## Data records
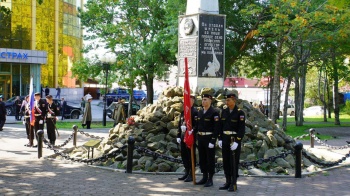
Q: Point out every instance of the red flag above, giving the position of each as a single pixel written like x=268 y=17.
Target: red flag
x=189 y=140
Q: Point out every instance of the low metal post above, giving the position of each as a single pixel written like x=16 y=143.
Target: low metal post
x=40 y=134
x=75 y=128
x=131 y=146
x=298 y=155
x=312 y=139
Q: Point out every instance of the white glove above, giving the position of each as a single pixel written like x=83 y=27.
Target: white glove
x=220 y=143
x=178 y=140
x=183 y=128
x=211 y=145
x=234 y=146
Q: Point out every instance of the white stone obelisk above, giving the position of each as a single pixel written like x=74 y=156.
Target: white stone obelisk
x=202 y=41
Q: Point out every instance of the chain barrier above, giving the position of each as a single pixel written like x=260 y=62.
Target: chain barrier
x=103 y=158
x=269 y=159
x=65 y=142
x=158 y=155
x=318 y=140
x=302 y=136
x=325 y=164
x=91 y=136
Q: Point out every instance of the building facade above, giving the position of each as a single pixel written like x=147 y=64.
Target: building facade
x=50 y=29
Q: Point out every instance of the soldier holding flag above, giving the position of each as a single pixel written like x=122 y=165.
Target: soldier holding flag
x=185 y=150
x=231 y=132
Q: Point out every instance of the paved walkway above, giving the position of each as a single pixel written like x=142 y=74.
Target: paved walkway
x=21 y=173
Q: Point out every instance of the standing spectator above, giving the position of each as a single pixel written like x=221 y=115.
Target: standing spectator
x=118 y=111
x=63 y=107
x=47 y=91
x=207 y=126
x=51 y=111
x=39 y=113
x=261 y=107
x=2 y=113
x=231 y=132
x=143 y=103
x=58 y=94
x=87 y=118
x=29 y=127
x=18 y=104
x=82 y=104
x=98 y=93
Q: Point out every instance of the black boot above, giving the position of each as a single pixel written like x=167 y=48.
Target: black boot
x=203 y=180
x=184 y=176
x=232 y=188
x=189 y=177
x=227 y=184
x=210 y=181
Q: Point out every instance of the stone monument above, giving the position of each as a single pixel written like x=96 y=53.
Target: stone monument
x=202 y=41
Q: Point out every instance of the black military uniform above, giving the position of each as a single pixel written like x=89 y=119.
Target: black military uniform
x=39 y=113
x=207 y=126
x=185 y=151
x=51 y=113
x=232 y=128
x=18 y=104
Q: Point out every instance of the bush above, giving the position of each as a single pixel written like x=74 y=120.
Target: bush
x=347 y=107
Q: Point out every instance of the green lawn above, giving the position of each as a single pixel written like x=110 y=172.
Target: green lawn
x=314 y=122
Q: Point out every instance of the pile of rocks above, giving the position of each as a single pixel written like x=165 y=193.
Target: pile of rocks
x=155 y=128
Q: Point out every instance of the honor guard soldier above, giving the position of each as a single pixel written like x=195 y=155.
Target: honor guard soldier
x=207 y=126
x=39 y=113
x=185 y=151
x=51 y=114
x=232 y=130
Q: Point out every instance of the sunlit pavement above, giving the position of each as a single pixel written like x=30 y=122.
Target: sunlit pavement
x=22 y=173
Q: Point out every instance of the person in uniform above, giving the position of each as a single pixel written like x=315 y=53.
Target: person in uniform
x=118 y=111
x=29 y=128
x=18 y=104
x=87 y=118
x=231 y=132
x=39 y=113
x=51 y=113
x=207 y=126
x=185 y=151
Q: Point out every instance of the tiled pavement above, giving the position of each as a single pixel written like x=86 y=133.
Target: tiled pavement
x=21 y=173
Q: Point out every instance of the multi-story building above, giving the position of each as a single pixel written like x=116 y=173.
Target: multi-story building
x=40 y=39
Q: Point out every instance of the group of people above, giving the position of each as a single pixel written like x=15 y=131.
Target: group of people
x=210 y=125
x=44 y=112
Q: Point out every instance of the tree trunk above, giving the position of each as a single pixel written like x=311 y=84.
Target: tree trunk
x=335 y=88
x=276 y=82
x=284 y=122
x=150 y=90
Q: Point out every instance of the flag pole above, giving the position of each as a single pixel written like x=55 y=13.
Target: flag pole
x=190 y=120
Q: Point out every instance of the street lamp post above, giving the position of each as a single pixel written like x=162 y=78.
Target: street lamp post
x=267 y=92
x=106 y=61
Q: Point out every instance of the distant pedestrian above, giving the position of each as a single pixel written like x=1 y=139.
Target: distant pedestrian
x=82 y=104
x=58 y=92
x=2 y=113
x=18 y=104
x=47 y=91
x=87 y=118
x=63 y=107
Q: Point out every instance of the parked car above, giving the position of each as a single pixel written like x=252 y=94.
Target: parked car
x=10 y=105
x=290 y=110
x=314 y=111
x=135 y=108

## TASK OBJECTIVE
Format the part of the entries above that opens with the line containing "Q: Point out every instance of the bush" and closes with the line containing "x=155 y=128" as a numbered list, with blank lines left out.

## EXPECTED ANSWER
1. Q: Point out every instance of the bush above, giving the position of each as a single pixel written like x=74 y=120.
2. Target: bush
3. x=347 y=107
4. Q: Point out every instance of the green lawn above, giving the position of each as a single pixel written like x=110 y=172.
5. Target: green lawn
6. x=314 y=122
7. Q: Point out every instance of the pile of rocks above, giving the position of each as a single pixel written like x=165 y=193.
8. Target: pile of rocks
9. x=155 y=128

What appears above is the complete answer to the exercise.